Yamaha’s foray into the Bagger wars is the $14,499 Touring Deluxe. It’s not really an all-new model as the basic platform is Yamaha’s V-Star 1300 chassis, which has a rep as one of the best mid-sized cruisers available. Yamaha’s “regular” 1300 Touring goes for $13,499 and comes with a bolt-on windscreen, leather-covered bags and a backrest.

But Yamaha laid some standard equipment on the Deluxe that makes it one of the best buys in all of Bagger-dom. First off, Yamaha ditched the Touring’s passenger backrest (which is SO last week) installed a molded batwing fairing with a tall screen and 28-liter, colour-matched locking hard bags. The fairing and bags alone would be worth the extra grand, but wait … there’s more.

Also standard is a Garmin Zumo 665 GPS navigation system, a unit specifically designed for motorcycle use that’s waterproof, fairly intuitive to operate and has a glove-friendly touchscreen that’s quite visible, even in bright sun. It’s nicely integrated into the cockpit and is quickly removable if desired.

## SET OF TASKS
#1 Condense the paragraph of the passage on Yamaha's Touring Deluxe that begins "But Yamaha laid some standard equipment" into a shorter version that keeps its main facts.
#2 According to the passage on Yamaha's Touring Deluxe, which GPS navigation system comes standard on the Deluxe?
#3 From the passage on Yamaha's Touring Deluxe, quote the text from "But Yamaha laid" up to and including "removable if desired.".

## RECORDS SHOWN
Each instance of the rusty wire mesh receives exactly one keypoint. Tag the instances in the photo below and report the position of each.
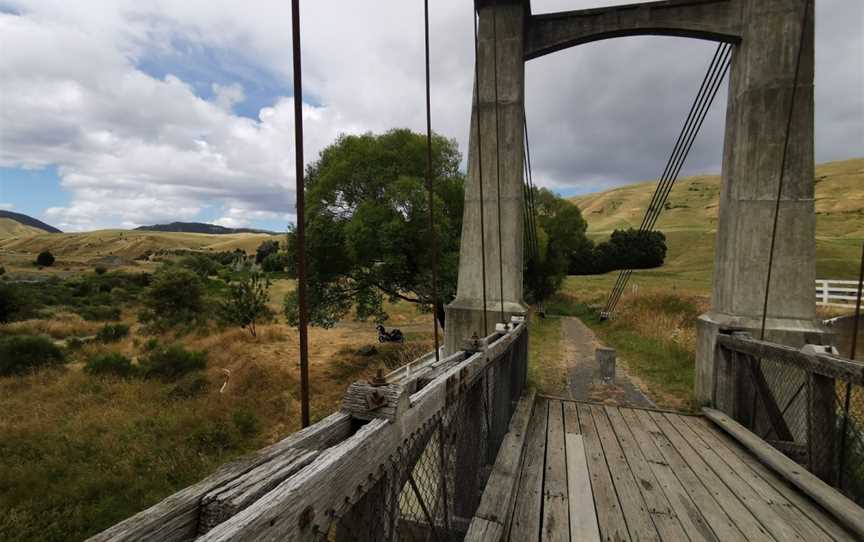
(430, 487)
(815, 420)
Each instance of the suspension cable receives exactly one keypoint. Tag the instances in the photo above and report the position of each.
(301, 215)
(698, 111)
(497, 155)
(480, 168)
(432, 233)
(783, 167)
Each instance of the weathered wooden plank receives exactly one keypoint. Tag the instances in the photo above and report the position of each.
(496, 504)
(222, 503)
(743, 518)
(665, 520)
(639, 522)
(583, 515)
(721, 524)
(556, 523)
(482, 530)
(802, 518)
(526, 516)
(610, 518)
(682, 504)
(824, 364)
(571, 418)
(849, 514)
(761, 509)
(301, 506)
(176, 517)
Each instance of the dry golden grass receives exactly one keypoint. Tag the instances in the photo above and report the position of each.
(60, 326)
(79, 453)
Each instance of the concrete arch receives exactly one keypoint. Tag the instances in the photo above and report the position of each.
(714, 20)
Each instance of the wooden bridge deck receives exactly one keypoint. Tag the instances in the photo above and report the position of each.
(594, 472)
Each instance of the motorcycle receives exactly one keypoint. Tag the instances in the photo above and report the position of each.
(392, 336)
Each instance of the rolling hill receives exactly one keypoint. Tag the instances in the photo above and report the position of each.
(690, 220)
(25, 224)
(199, 227)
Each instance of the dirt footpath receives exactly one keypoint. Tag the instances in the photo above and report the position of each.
(583, 378)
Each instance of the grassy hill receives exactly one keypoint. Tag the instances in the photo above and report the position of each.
(690, 220)
(13, 228)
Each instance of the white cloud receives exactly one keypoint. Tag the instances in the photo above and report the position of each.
(135, 149)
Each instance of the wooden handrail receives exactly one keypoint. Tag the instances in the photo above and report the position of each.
(823, 364)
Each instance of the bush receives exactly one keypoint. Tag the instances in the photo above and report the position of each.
(175, 298)
(45, 259)
(99, 313)
(246, 423)
(189, 386)
(110, 364)
(22, 353)
(112, 333)
(275, 262)
(169, 363)
(247, 303)
(201, 265)
(12, 304)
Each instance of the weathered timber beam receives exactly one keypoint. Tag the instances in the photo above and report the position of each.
(176, 518)
(823, 364)
(849, 514)
(717, 20)
(305, 504)
(498, 498)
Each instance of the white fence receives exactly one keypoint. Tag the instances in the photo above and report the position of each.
(836, 293)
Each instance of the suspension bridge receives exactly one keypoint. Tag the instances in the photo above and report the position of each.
(454, 447)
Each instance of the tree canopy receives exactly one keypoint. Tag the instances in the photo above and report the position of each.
(367, 225)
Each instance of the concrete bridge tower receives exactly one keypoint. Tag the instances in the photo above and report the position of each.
(767, 34)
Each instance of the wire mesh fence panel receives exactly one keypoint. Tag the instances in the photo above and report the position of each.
(431, 485)
(803, 404)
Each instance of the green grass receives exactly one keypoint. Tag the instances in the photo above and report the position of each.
(547, 372)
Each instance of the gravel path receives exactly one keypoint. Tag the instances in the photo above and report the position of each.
(583, 378)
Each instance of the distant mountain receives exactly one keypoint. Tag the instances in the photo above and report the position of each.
(199, 227)
(28, 221)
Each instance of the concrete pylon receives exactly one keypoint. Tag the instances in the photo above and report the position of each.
(464, 316)
(760, 93)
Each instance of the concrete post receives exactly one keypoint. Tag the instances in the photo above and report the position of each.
(760, 93)
(465, 313)
(606, 364)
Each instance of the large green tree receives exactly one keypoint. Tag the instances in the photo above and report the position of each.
(367, 226)
(560, 237)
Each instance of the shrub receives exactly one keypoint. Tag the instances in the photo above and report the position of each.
(213, 437)
(275, 262)
(99, 313)
(246, 423)
(169, 363)
(189, 386)
(266, 248)
(45, 259)
(200, 264)
(22, 353)
(247, 302)
(12, 303)
(111, 333)
(110, 364)
(174, 298)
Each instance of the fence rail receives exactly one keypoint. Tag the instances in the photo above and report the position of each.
(807, 403)
(383, 468)
(836, 293)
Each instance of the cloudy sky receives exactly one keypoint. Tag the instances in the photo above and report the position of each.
(117, 113)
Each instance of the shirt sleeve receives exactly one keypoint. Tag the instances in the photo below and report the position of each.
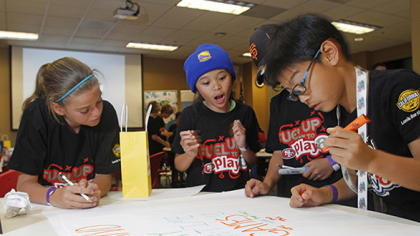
(252, 129)
(185, 123)
(405, 105)
(31, 146)
(107, 158)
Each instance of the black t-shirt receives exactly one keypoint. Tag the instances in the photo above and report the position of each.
(218, 163)
(154, 128)
(294, 129)
(172, 129)
(393, 108)
(45, 147)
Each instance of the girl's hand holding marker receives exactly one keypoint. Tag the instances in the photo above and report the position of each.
(288, 170)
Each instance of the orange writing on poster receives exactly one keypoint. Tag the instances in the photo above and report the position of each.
(253, 225)
(101, 230)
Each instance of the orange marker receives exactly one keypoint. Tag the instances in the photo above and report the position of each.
(353, 126)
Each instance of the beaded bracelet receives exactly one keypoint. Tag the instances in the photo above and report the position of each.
(50, 191)
(335, 192)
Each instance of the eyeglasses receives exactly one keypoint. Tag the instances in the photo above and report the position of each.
(300, 88)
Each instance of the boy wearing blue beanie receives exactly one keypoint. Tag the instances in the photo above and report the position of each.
(217, 137)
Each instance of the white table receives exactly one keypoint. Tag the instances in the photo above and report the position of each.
(228, 213)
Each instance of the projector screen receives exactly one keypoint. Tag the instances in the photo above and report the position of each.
(121, 81)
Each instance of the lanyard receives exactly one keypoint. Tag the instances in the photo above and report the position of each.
(361, 98)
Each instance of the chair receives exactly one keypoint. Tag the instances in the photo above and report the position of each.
(8, 181)
(155, 162)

## SOLUTIONS
#1 Yamaha's standard equipment makes the Deluxe one of the best buys among baggers. The Touring's passenger backrest is dropped. In its place are a molded batwing fairing with a tall screen and 28-liter, color-matched locking hard bags. These two features alone would justify the extra thousand dollars, and more equipment is included.

#2 The Garmin Zumo 665 GPS navigation system is standard.

#3
But Yamaha laid some standard equipment on the Deluxe that makes it one of the best buys in all of Bagger-dom. First off, Yamaha ditched the Touring’s passenger backrest (which is SO last week) installed a molded batwing fairing with a tall screen and 28-liter, colour-matched locking hard bags. The fairing and bags alone would be worth the extra grand, but wait … there’s more.

Also standard is a Garmin Zumo 665 GPS navigation system, a unit specifically designed for motorcycle use that’s waterproof, fairly intuitive to operate and has a glove-friendly touchscreen that’s quite visible, even in bright sun. It’s nicely integrated into the cockpit and is quickly removable if desired.